++++ Selected passage

Friday, November 11, 2011

One more thing...

I cannot believe I left this out of my first blog... (that sounds so weird... blog...)

I am a diehard Christian. I am not ashamed of my beliefs, nor am I afraid to defend them, which I can do quite well. Yes, there are times when I fail epically and don't represent Christ as I should... and those times include the moments when I get too argumentative about my faith. As a Christian, I'm not called to argue or debate, I'm called to love...

While there are times I do get very fiery and argumentative, my greatest joy is in loving people. The most rewarding moments are those in which I break outside of the prison of myself and do something that benefits someone else, not me. This is backward thinking in our society, but it is the only thing that makes me truly happy (other than Christ himself and what He's done). I've noticed, especially as of late, that the more focused I am on myself, the more I am depressed and insecure....

++++++++

Written exercise 1 :: Reproduce the blog post from "I cannot believe" up to and including "called to love...", word for word.

++++ Extracted entries

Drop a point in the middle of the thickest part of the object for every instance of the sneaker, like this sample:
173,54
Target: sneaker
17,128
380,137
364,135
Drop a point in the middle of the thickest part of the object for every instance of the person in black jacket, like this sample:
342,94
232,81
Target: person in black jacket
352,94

++++++++
++++ Extracted entries

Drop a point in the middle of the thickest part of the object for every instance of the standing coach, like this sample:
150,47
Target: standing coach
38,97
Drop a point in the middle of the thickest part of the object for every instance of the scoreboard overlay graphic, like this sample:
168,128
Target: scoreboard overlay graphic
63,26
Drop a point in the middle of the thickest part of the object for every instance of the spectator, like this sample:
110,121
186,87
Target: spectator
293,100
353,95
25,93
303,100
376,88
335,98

++++++++

Written exercise 2 :: Locate each line in the entries that contains the word "person", and copy all of those lines.

Correct answer 1 ::
I cannot believe I left this out of my first blog... (that sounds so weird... blog...)

I am a diehard Christian. I am not ashamed of my beliefs, nor am I afraid to defend them, which I can do quite well. Yes, there are times when I fail epically and don't represent Christ as I should... and those times include the moments when I get too argumentative about my faith. As a Christian, I'm not called to argue or debate, I'm called to love...

Correct answer 2 ::
Drop a point in the middle of the thickest part of the object for every instance of the person in black jacket, like this sample:
Target: person in black jacket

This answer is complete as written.